A complete copy of the entries, exactly as written, is the expected result.

____

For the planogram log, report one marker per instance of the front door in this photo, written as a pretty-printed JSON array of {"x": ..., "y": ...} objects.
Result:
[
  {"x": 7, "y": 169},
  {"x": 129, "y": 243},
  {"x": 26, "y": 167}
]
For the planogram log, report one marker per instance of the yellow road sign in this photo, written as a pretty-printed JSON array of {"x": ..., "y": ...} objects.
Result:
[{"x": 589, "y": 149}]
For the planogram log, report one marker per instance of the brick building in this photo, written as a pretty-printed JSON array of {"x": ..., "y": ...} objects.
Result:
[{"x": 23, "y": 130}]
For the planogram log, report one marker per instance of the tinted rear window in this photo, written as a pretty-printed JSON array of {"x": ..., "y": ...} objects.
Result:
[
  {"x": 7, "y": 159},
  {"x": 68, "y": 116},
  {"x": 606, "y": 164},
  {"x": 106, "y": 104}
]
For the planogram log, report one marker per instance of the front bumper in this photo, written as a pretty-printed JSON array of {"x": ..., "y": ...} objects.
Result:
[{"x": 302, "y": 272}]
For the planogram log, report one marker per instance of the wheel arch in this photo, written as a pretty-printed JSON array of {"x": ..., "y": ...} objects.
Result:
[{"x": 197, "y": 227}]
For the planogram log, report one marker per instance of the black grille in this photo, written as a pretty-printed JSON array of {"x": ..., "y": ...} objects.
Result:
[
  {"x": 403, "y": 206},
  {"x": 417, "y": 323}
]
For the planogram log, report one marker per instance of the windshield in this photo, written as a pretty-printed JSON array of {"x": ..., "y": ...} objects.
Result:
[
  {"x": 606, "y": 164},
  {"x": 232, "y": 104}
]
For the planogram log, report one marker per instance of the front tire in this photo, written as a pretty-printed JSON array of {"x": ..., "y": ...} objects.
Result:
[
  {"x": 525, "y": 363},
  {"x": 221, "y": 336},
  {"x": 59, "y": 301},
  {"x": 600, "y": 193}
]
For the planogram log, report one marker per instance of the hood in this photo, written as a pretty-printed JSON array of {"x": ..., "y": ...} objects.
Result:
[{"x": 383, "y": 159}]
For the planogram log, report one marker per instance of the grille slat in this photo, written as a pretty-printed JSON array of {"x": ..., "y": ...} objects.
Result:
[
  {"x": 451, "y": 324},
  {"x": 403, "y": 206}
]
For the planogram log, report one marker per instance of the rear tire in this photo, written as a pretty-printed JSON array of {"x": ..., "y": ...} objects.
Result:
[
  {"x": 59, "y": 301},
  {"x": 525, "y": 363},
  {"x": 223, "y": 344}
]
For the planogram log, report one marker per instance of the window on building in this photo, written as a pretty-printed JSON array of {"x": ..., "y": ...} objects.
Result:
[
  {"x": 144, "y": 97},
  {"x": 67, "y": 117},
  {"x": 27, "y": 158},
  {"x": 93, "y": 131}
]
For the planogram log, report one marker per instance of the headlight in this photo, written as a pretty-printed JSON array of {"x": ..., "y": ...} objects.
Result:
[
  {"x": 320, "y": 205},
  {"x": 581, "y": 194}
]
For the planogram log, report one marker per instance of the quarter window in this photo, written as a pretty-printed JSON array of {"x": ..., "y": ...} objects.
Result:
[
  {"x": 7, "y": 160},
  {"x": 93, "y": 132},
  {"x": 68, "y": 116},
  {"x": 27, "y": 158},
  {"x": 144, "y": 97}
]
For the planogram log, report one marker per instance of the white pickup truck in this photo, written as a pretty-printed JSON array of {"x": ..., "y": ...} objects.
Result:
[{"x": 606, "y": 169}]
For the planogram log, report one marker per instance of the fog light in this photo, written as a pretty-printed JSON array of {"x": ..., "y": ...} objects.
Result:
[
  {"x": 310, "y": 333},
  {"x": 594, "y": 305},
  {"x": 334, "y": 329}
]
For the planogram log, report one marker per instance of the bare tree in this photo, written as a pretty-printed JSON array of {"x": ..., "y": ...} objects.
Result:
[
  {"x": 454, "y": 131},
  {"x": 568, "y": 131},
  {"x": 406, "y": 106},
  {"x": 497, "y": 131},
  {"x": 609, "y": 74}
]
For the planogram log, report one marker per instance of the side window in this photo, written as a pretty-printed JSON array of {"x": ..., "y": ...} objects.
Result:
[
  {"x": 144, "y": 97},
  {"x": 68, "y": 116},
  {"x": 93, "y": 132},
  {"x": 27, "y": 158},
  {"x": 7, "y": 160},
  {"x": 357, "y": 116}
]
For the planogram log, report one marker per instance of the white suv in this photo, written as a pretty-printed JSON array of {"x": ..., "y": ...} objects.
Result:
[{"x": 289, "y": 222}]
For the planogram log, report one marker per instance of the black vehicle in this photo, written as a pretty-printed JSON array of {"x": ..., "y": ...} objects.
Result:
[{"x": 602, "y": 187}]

____

### EXPECTED ANSWER
For the planogram log, report one marker per instance of the front door in this photo, written as a pretty-printed JSON array of {"x": ..., "y": ...} objects.
Result:
[
  {"x": 7, "y": 169},
  {"x": 129, "y": 243},
  {"x": 26, "y": 167}
]
For the planogram log, report one marker per instance of the yellow road sign in this photo, written as a pretty-printed JSON array of {"x": ..., "y": ...} objects.
Result:
[{"x": 589, "y": 149}]
For the planogram log, report one marker per instance of the brick building in this photo, written as a pretty-printed JSON array of {"x": ..., "y": ...} objects.
Result:
[{"x": 23, "y": 130}]
For the planogram log, report one marker per instance of the tinted rear window in this photo, written as a pretty-printed JSON array of {"x": ..., "y": ...} objects.
Result:
[
  {"x": 7, "y": 159},
  {"x": 68, "y": 116},
  {"x": 606, "y": 164},
  {"x": 106, "y": 104}
]
For the planogram log, report one marker per instance of the front bumper in this photo, written as a pretty-printed JSON array of {"x": ..., "y": ...} objects.
Result:
[{"x": 302, "y": 272}]
For the planogram log, report one marker per instance of the wheel arch in this photo, written as a pretty-printed JSON array of {"x": ..., "y": ...} objects.
Result:
[{"x": 197, "y": 227}]
For the planogram log, report one marker per instance of the black grille in this photo, written as a pretty-printed JSON array of {"x": ..., "y": ...} objects.
Result:
[
  {"x": 403, "y": 206},
  {"x": 417, "y": 323}
]
For the planogram log, report one marker per instance of the windshield in this photo, written as a pretty-printed JSON array of {"x": ..., "y": ...} objects.
Result:
[
  {"x": 606, "y": 164},
  {"x": 232, "y": 104}
]
For the planogram log, report one marker per instance of the front tire in this photo, written as a pretty-printed JSON array of {"x": ..., "y": ...} objects.
Result:
[
  {"x": 525, "y": 363},
  {"x": 221, "y": 336},
  {"x": 59, "y": 301},
  {"x": 600, "y": 193}
]
For the planogram log, report one marker per instance of the hood in this photo, written as a pretty-printed JSON array of {"x": ..., "y": ...} objects.
Result:
[{"x": 383, "y": 159}]
For the planogram log, report one marker per instance of the grille slat in this photo, written as a pretty-printed JSON array of {"x": ..., "y": ...} objects.
Result:
[
  {"x": 451, "y": 324},
  {"x": 403, "y": 206}
]
For the planogram log, report one marker per instance of the rear tire in this photo, written as a pretty-printed JSON array of {"x": ..., "y": ...} objects.
Result:
[
  {"x": 59, "y": 301},
  {"x": 525, "y": 363},
  {"x": 223, "y": 344}
]
For the planogram log, report one marker per instance of the window on building in this photo, written as a pretty-printed JSON array of {"x": ..., "y": ...} objects.
Result:
[
  {"x": 144, "y": 97},
  {"x": 67, "y": 117},
  {"x": 27, "y": 158},
  {"x": 93, "y": 131}
]
For the planogram log, report one marker per instance of the headlight in this photo, written as a pretty-printed JSON array of {"x": ..., "y": ...} objects.
Result:
[
  {"x": 320, "y": 205},
  {"x": 581, "y": 194}
]
For the planogram log, report one marker per instance of the quarter window in this photo, written as a pretty-printed JSON array of {"x": ..., "y": ...} objects.
Result:
[
  {"x": 7, "y": 160},
  {"x": 93, "y": 132},
  {"x": 68, "y": 116},
  {"x": 27, "y": 158},
  {"x": 144, "y": 97}
]
For the planogram log, report one marker per instance of the white pickup truck in this photo, written as a pretty-printed JSON array of {"x": ..., "y": ...} objects.
Result:
[{"x": 606, "y": 169}]
For the planogram log, report one marker per instance of the fog light in this photo, written as a pretty-printed JSON array of {"x": ..., "y": ...} objects.
Result:
[
  {"x": 310, "y": 333},
  {"x": 594, "y": 305},
  {"x": 334, "y": 329}
]
For the planogram log, report one marker per instance of the bare tree in this photo, written as a pretty-printed JSON array of {"x": ..., "y": ...} objects.
Result:
[
  {"x": 454, "y": 131},
  {"x": 568, "y": 131},
  {"x": 406, "y": 106},
  {"x": 497, "y": 131},
  {"x": 609, "y": 74}
]
For the planogram log, report one marker per instance of the side window in this photo, written as a pretty-printed JSON array of {"x": ..., "y": ...} objects.
Result:
[
  {"x": 144, "y": 97},
  {"x": 68, "y": 116},
  {"x": 93, "y": 132},
  {"x": 27, "y": 158},
  {"x": 7, "y": 160},
  {"x": 357, "y": 116}
]
For the planogram log, report one marker per instance of the white suv in this photo, written as a pretty-printed JSON array of {"x": ..., "y": ...} objects.
Result:
[{"x": 289, "y": 222}]
For the planogram log, report one marker per instance of the black vehicle in this photo, written as a pretty-printed JSON array of {"x": ..., "y": ...} objects.
Result:
[{"x": 602, "y": 187}]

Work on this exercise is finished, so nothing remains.